* **Exercise passage**
--- START ---
Purpose: Recent studies have illustrated that the peritumoral regions of medical images have value for clinical diagnosis. However, the existing approaches using peritumoral regions mainly focus on the diagnostic capability of the single region and ignore the advantages of effectively fusing the intratumoral and peritumoral regions. In addition, these methods need accurate segmentation masks in the testing stage, which are tedious and inconvenient in clinical applications. To address these issues, we construct a deep convolutional neural network that can adaptively fuse the information of multiple tumoral-regions (FMRNet) for breast tumor classification using ultrasound (US) images without segmentation masks in the testing stage.

Methods: To sufficiently excavate the potential relationship, we design a fused network and two independent modules to extract and fuse features of multiple regions simultaneously. First, we introduce two enhanced combined-tumoral (EC) region modules, aiming to enhance the combined-tumoral features gradually. Then, we further design a three-branch module for extracting and fusing the features of intratumoral, peritumoral, and combined-tumoral regions, denoted as the intratumoral, peritumoral, and combined-tumoral module. Especially, we design a novel fusion module by introducing a channel attention module to adaptively fuse the features of three regions. The model is evaluated on two public datasets including UDIAT and BUSI with breast tumor ultrasound images. Two independent groups of experiments are performed on two respective datasets using the fivefold stratified cross-validation strategy. Finally, we conduct ablation experiments on two datasets, in which BUSI is used as the training set and UDIAT is used as the testing set.

Results: We conduct detailed ablation experiments about the proposed two modules and comparative experiments with other existing representative methods. The experimental results show that the proposed method yields state-of-the-art performance on both two datasets. Especially, in the UDIAT dataset, the proposed FMRNet achieves a high accuracy of 0.945 and a specificity of 0.945, respectively. Moreover, the precision (PRE = 0.909) even dramatically improves by 21.6% on the BUSI dataset compared with the existing method of the best result.

Conclusion: The proposed FMRNet shows good performance in breast tumor classification with US images, and proves its capability of exploiting and fusing the information of multiple tumoral-regions. Furthermore, the FMRNet has potential value in classifying other types of cancers using multiple tumoral-regions of other kinds of medical images.
--- END ---
* **Supplied information**
--- START ---
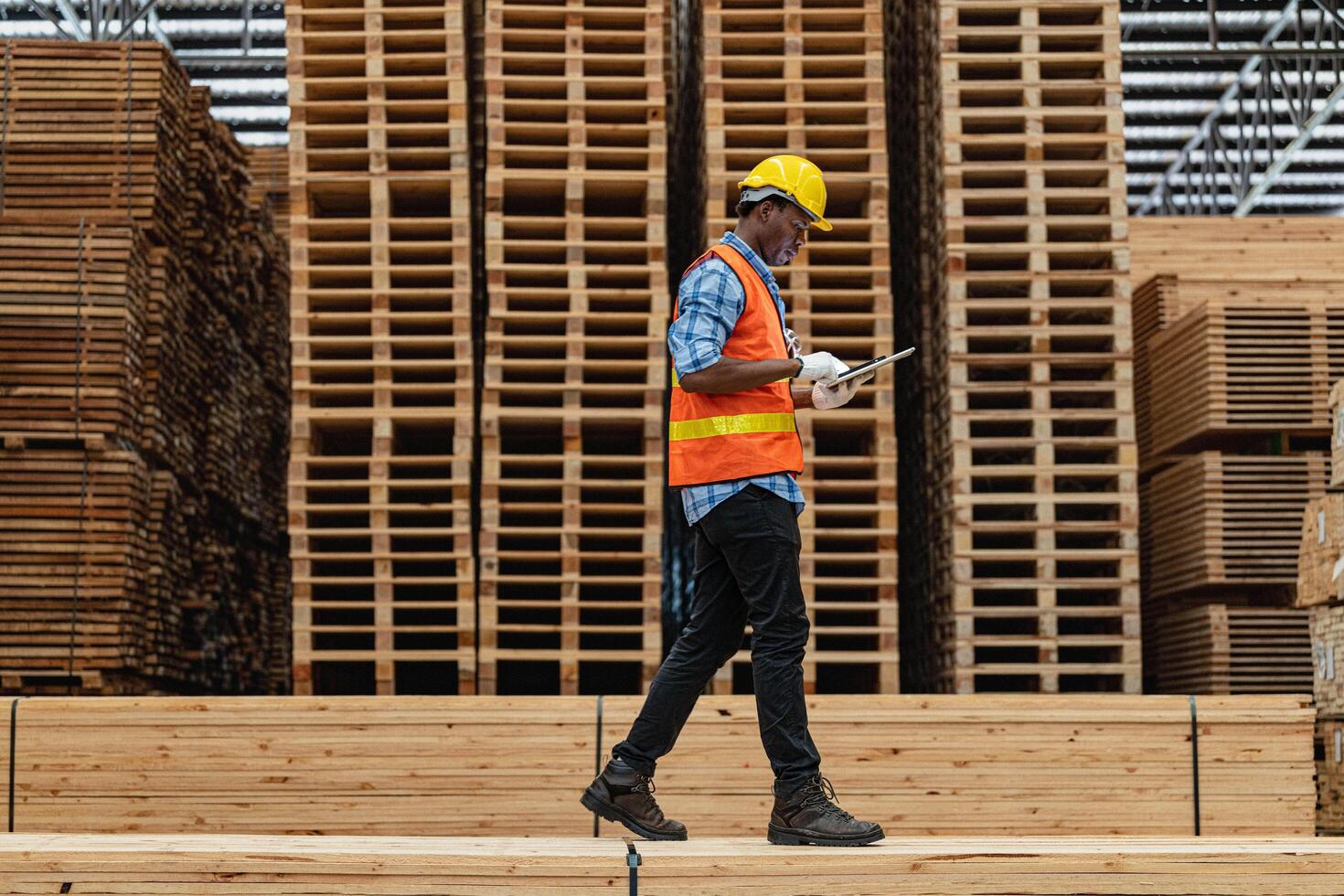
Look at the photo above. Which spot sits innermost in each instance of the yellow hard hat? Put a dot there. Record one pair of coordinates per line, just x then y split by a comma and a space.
--- END ---
--- START ---
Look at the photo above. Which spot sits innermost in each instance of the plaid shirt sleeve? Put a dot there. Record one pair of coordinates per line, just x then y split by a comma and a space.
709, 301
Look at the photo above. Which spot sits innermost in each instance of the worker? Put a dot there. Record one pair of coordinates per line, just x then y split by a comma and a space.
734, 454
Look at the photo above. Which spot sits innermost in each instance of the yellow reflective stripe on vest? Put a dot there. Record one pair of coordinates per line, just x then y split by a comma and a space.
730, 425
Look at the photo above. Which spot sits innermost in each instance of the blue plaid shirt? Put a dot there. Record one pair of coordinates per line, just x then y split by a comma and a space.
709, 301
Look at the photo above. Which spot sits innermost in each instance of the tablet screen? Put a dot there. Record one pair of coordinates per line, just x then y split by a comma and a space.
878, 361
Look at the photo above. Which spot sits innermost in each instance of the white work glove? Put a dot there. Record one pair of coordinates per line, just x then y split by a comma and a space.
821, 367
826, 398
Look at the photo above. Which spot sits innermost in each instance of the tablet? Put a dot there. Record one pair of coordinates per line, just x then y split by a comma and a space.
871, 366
--- END ---
* **Problems to solve**
1. Decide whether each statement below agrees with the abstract on breast tumor classification, answering yes or no and quoting the deciding words of the abstract: (a) The model needs segmentation masks in the testing stage. (b) The fusion module uses a channel attention module. (c) In the ablation experiments, UDIAT served as the training set.
2. Copy the part of the abstract on breast tumor classification that begins at the words "Results: We conduct" and stops after the words "of medical images.".

* **Answer section**
1.
(a) No: "without segmentation masks in the testing stage"
(b) Yes: "by introducing a channel attention module to adaptively fuse the features of three regions"
(c) No: "BUSI is used as the training set and UDIAT is used as the testing set"

2.
Results: We conduct detailed ablation experiments about the proposed two modules and comparative experiments with other existing representative methods. The experimental results show that the proposed method yields state-of-the-art performance on both two datasets. Especially, in the UDIAT dataset, the proposed FMRNet achieves a high accuracy of 0.945 and a specificity of 0.945, respectively. Moreover, the precision (PRE = 0.909) even dramatically improves by 21.6% on the BUSI dataset compared with the existing method of the best result.

Conclusion: The proposed FMRNet shows good performance in breast tumor classification with US images, and proves its capability of exploiting and fusing the information of multiple tumoral-regions. Furthermore, the FMRNet has potential value in classifying other types of cancers using multiple tumoral-regions of other kinds of medical images.